# Your goal
Copy the listing from the line containing "TARGET: bird's beak" through the end of the listing, changing "dot" to "point" and keeping every other part of those lines the same.

# Listing
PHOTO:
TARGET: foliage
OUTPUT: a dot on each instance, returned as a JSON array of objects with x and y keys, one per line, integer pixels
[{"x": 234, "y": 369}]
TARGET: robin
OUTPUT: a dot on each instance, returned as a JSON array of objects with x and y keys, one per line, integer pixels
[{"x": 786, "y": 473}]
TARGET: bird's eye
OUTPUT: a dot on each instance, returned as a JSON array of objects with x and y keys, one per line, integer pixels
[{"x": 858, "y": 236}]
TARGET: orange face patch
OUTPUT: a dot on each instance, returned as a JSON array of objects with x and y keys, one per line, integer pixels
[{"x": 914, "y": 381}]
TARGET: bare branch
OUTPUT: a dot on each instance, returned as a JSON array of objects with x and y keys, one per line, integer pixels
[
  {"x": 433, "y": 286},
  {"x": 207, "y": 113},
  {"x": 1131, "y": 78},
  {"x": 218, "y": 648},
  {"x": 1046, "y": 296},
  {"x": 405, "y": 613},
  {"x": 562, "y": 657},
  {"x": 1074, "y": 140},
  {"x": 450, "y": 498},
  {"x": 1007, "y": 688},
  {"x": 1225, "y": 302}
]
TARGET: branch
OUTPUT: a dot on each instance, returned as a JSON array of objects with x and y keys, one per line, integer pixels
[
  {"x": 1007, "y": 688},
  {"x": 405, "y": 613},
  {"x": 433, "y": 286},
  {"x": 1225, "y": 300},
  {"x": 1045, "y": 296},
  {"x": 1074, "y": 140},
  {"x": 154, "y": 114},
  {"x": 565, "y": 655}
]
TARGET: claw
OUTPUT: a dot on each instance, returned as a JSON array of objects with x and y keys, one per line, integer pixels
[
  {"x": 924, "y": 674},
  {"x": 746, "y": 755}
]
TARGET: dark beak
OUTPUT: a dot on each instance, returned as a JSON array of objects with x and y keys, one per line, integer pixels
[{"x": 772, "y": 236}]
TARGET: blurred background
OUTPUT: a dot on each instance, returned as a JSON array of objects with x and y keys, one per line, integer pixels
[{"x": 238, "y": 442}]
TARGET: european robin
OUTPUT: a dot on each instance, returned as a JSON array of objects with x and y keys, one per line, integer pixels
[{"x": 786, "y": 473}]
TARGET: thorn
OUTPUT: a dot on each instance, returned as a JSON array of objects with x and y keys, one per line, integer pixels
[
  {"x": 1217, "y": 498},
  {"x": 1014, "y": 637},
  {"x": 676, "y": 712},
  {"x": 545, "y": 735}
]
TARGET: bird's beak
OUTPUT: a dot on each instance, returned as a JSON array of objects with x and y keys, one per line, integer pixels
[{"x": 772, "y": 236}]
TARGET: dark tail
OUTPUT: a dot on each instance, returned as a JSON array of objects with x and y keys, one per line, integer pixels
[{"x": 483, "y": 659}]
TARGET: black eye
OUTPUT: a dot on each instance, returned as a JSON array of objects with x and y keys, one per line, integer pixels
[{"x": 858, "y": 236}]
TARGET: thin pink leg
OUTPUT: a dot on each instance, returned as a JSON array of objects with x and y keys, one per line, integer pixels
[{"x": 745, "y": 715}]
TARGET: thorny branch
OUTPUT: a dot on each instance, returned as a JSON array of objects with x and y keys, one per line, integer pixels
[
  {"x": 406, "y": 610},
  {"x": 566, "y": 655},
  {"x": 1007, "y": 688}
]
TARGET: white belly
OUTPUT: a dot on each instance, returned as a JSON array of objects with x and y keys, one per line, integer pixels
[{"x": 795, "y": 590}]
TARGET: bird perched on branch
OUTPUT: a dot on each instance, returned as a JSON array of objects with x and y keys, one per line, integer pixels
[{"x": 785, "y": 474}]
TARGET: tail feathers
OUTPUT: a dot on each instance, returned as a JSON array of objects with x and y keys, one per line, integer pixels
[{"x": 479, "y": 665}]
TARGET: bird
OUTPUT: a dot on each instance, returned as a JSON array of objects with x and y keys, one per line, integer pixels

# Worked answer
TARGET: bird's beak
OUTPUT: a point on each instance, returned as a JSON array of objects with x and y keys, one per line, integer pixels
[{"x": 772, "y": 236}]
TARGET: dark tail
OUTPUT: a point on each instance, returned as a JSON array of objects with x and y keys, one per line, integer pixels
[{"x": 483, "y": 659}]
TARGET: black eye
OUTPUT: a point on each instance, returned as a JSON array of objects with x and y keys, one per line, integer pixels
[{"x": 858, "y": 236}]
TARGET: thin pink leg
OUTPUT: a point on each instance, returned as a JSON array of objects with x and y keys, one per line, integer pixels
[{"x": 745, "y": 715}]
TARGET: thorny branch
OUTPUT: a point on each instance, returned as a JSON array of objects with x and y keys, one per line, integer pixels
[
  {"x": 406, "y": 610},
  {"x": 566, "y": 655},
  {"x": 1007, "y": 688}
]
TARGET: white belly
OUTPUT: a point on each instance, returned as a JSON array of objects with x and y keys, one per line, integer pixels
[{"x": 795, "y": 590}]
TARGET: bird perched on branch
OUTPUT: a point on each instance, returned as a JSON array of objects with x and y keys, one per line, integer pixels
[{"x": 785, "y": 474}]
TARGET: tail feathers
OUTPUT: a point on each instance, returned as a JSON array of objects with x and y keys, one per line, integer pixels
[{"x": 479, "y": 665}]
TARGET: bird
OUTPUT: a point on each instance, returned as a JSON array of objects with x and y keys, one per line, integer pixels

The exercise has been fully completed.